= Stated task =
Take the records underneath and set them down exactly.

= Records provided =
::::

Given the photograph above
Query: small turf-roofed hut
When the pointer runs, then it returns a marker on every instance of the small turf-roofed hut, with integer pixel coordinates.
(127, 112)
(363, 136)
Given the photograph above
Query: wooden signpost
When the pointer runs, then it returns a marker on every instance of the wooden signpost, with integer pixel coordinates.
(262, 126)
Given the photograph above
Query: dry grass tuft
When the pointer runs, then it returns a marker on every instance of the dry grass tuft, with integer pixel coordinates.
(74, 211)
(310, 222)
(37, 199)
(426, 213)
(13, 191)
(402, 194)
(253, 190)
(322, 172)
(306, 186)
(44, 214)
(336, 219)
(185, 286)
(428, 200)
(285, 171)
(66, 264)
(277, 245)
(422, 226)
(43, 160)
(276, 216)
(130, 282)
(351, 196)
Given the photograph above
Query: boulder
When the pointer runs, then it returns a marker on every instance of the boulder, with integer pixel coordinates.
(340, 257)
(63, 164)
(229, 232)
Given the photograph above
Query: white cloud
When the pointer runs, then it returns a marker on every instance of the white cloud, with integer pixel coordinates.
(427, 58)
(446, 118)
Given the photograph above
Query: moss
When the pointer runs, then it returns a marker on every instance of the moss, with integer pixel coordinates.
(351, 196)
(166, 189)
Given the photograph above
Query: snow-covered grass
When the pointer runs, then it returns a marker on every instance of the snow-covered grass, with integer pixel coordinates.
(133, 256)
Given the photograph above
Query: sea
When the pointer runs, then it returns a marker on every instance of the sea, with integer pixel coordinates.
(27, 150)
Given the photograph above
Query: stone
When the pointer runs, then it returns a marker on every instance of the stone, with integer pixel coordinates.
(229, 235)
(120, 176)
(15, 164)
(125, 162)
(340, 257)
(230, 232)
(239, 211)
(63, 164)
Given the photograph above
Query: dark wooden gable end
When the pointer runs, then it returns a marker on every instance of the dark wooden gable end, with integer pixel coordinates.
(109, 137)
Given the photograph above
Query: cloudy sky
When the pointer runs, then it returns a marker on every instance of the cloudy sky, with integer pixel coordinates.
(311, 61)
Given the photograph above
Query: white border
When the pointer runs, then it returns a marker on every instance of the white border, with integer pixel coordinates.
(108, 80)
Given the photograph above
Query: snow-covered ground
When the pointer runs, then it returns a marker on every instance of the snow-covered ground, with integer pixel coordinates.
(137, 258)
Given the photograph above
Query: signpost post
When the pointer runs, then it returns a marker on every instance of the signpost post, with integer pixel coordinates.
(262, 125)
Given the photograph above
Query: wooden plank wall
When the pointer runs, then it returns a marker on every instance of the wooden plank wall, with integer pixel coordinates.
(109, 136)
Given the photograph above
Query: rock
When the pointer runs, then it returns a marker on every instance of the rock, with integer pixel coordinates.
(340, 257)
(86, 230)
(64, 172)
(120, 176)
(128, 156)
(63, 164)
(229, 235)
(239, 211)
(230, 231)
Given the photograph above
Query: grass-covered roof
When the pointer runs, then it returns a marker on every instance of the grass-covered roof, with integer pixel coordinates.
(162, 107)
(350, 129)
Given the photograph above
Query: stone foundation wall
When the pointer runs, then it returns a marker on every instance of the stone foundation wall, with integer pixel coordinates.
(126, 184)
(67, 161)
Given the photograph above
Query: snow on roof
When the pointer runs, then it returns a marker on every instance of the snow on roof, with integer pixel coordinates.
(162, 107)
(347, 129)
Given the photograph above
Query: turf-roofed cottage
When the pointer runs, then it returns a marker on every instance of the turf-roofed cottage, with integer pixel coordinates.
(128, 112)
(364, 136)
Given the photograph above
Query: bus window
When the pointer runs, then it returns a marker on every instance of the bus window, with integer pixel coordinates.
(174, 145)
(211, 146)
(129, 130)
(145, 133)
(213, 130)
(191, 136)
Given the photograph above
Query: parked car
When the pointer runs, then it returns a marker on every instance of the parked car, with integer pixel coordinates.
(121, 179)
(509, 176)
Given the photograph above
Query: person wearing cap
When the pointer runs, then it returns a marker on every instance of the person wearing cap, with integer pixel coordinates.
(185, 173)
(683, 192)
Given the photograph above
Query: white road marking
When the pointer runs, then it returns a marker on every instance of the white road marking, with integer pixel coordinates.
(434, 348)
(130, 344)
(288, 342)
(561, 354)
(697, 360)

::::

= Solution below =
Given the photograph above
Query: small turf-roofed hut
When the pointer runs, then it returns a marker on every instance of the small turf-roofed hut, with integer pixel coordinates.
(127, 112)
(363, 136)
Given the photograph above
Query: wooden signpost
When the pointer runs, then it returns a marker on every instance of the wooden signpost, with integer pixel coordinates.
(262, 126)
Given the photograph above
Query: dry grass tuft
When the pointer runs, then it returns a marker on every instance of the dry grass tuft, with integer pixel coordinates.
(74, 211)
(310, 222)
(37, 199)
(426, 213)
(13, 191)
(402, 194)
(253, 190)
(322, 172)
(306, 186)
(44, 214)
(336, 219)
(185, 286)
(428, 200)
(285, 171)
(66, 264)
(277, 245)
(422, 226)
(43, 160)
(276, 216)
(130, 282)
(351, 196)
Given the photograph above
Query: boulder
When the pointer runs, then it returns a marker on every instance of the boulder, with integer pixel coordinates.
(340, 257)
(63, 164)
(229, 232)
Given the photograph above
Query: white cloud
When the pointer runs, then it returns a marker on every instance of the white cloud, with integer pixel coordinates.
(427, 58)
(446, 118)
Given the photograph above
Query: moss
When the pointer runs, then it returns a marker on every instance of the moss, with integer pixel coordinates.
(351, 196)
(166, 189)
Given the photograph above
Query: snow-covered grass
When the pointer runs, then it returns a marker on every instance of the snow-covered grass, with integer pixel coordinates.
(133, 256)
Given the photograph above
Query: sea
When the pointer runs, then it returns a marker on every instance of the sea, with integer pixel coordinates.
(27, 150)
Given the photograph above
Query: stone
When the pointer runs, then it returns a marker on every instance of the stone, with integer pixel coordinates.
(229, 235)
(120, 176)
(15, 164)
(125, 162)
(340, 257)
(230, 232)
(239, 211)
(63, 164)
Given the photograph above
Query: dark wooden gable end
When the pointer runs, then it returns a marker on every instance of the dark wooden gable end, with integer pixel coordinates.
(109, 137)
Given the photograph above
Query: cloudy sky
When the pointer runs, then it returns a marker on every instance of the cloudy sky, with integer pixel coordinates.
(311, 61)
Given the photograph above
Query: white border
When the pointer runs, then it returns a marker on every instance of the white border, with integer pixel coordinates.
(108, 80)
Given the photograph above
Query: snow-covered ground
When the pointer runs, then it returns a marker on every instance of the snow-covered ground, with integer pixel coordinates.
(137, 258)
Given the photograph above
Query: signpost post
When the pointer runs, then it returns a marker on every instance of the signpost post, with integer pixel coordinates.
(262, 125)
Given the photograph above
Query: wooden plank wall
When the pointer runs, then it returns a marker on every instance of the wooden plank wall, with integer pixel coordinates.
(109, 136)
Given the photograph above
Query: rock
When the pointer runs, then it returns a marker on every instance of the rock, with integer pixel coordinates.
(340, 257)
(86, 230)
(64, 172)
(120, 176)
(128, 156)
(63, 164)
(229, 235)
(239, 211)
(230, 231)
Given the photograph above
Query: grass-covered roof
When the pointer runs, then it returns a marker on every instance of the grass-covered roof, with integer pixel coordinates.
(162, 107)
(350, 129)
Given the photograph above
Query: stone foundation wall
When the pointer runs, then it returns a marker on every instance of the stone foundation wall, with integer pixel coordinates.
(126, 184)
(67, 161)
Given the photograph above
Query: snow on roof
When the pointer runs, then it returns a marker on every instance of the snow on roof, with integer pixel coordinates.
(162, 107)
(347, 129)
Given the photograph above
Query: turf-roofed cottage
When the pointer runs, then it returns a marker on every instance of the turf-roofed cottage, with integer pixel coordinates.
(128, 112)
(364, 136)
Given the photograph above
Query: bus window
When the pointer runs, then it returns a marker on every instance of the bus window, with integer pixel coordinates.
(174, 145)
(211, 146)
(129, 130)
(145, 133)
(213, 130)
(191, 136)
Given the photograph above
Query: parked car
When the pointer runs, then it returns a marker on every instance of the parked car, with integer pixel coordinates.
(121, 179)
(509, 176)
Given the photograph above
Query: person wearing cap
When the pointer runs, then it returns a marker on every instance of the person wearing cap, with integer pixel coordinates.
(185, 173)
(683, 192)
Given the photograph above
Query: white road marking
When the pointer runs, then it returns a marker on every instance of the white road marking, with integer pixel coordinates.
(434, 348)
(130, 344)
(288, 342)
(561, 354)
(697, 360)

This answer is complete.